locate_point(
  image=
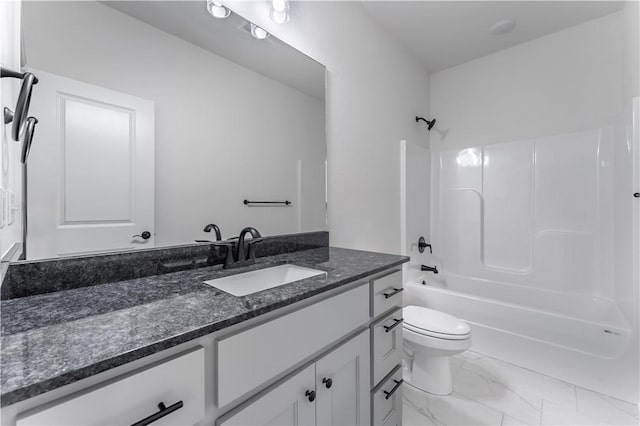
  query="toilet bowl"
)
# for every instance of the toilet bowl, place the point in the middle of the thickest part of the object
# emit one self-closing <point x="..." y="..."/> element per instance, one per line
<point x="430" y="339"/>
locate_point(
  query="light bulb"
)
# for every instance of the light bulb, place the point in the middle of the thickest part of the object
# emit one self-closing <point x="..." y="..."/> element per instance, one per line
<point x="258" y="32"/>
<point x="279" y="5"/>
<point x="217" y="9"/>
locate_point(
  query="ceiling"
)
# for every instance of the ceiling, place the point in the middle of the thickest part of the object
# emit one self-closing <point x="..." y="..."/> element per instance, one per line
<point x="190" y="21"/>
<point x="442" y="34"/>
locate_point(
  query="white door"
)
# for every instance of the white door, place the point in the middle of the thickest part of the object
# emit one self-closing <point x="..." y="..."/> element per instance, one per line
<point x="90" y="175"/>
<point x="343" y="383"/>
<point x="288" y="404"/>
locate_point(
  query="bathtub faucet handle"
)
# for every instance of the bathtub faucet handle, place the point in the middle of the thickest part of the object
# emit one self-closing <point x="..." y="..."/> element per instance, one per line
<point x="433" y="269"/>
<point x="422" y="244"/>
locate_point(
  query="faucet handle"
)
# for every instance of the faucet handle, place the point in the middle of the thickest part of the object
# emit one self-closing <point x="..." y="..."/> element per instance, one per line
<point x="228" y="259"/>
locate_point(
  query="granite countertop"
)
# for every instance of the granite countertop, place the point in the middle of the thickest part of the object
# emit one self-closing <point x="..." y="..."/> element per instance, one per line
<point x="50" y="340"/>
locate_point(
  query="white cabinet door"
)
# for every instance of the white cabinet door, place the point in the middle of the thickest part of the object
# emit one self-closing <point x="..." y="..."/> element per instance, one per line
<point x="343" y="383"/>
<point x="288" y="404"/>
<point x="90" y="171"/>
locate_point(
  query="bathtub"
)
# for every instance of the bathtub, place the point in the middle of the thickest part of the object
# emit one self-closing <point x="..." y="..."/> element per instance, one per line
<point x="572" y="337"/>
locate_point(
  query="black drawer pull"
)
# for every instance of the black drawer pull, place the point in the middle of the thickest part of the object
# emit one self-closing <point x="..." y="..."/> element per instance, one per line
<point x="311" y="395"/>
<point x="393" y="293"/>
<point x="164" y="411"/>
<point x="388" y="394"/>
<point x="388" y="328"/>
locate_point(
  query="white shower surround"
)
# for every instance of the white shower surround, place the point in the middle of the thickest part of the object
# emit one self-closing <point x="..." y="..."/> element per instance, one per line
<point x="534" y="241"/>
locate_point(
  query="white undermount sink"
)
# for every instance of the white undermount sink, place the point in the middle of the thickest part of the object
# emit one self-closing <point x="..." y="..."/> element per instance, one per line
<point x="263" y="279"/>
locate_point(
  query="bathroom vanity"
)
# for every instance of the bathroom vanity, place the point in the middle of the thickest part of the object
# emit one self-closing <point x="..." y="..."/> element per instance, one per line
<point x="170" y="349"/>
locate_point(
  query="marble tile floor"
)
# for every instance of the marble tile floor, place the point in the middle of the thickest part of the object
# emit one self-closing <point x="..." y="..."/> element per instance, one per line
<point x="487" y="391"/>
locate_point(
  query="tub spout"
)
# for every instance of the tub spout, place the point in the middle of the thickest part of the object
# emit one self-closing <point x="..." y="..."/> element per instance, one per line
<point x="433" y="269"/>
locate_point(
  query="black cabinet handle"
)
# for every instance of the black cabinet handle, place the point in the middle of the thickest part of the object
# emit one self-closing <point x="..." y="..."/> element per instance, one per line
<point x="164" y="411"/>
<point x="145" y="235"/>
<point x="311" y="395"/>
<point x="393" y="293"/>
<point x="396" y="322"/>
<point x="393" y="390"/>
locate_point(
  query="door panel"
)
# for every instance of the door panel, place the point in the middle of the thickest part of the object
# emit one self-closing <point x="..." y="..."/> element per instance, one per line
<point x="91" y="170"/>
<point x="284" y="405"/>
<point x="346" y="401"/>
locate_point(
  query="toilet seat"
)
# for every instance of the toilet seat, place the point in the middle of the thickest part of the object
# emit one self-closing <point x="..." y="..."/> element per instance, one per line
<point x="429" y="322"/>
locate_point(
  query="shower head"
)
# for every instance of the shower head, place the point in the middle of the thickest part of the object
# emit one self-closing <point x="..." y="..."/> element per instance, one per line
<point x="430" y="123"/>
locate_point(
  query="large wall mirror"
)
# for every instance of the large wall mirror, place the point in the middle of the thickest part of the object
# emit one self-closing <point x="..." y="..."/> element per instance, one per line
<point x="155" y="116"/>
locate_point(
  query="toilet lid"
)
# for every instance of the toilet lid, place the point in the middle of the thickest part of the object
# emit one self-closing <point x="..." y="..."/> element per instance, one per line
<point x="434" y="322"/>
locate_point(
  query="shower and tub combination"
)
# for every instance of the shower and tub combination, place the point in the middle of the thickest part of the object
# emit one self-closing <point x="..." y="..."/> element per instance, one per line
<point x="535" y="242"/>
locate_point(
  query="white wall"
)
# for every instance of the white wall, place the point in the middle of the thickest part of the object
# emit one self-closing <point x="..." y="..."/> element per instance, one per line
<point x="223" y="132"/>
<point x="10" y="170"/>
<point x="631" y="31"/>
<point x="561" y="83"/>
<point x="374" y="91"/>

* _AIM_
Pick out every line in the data above that contains the word "floor" and copy each one. Case counts.

* _SOLUTION_
  query="marble tile floor"
# for every instance of the marble tile floor, place the point in the middle of the thickest part of the object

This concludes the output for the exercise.